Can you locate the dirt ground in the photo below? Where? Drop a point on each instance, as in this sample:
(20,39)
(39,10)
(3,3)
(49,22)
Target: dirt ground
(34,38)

— Required work —
Line by line, copy the data above.

— Response below —
Can you locate the dirt ground in the photo below? Where? Drop a point on each instance, as in this sample:
(20,39)
(39,10)
(3,3)
(49,22)
Target: dirt ground
(34,38)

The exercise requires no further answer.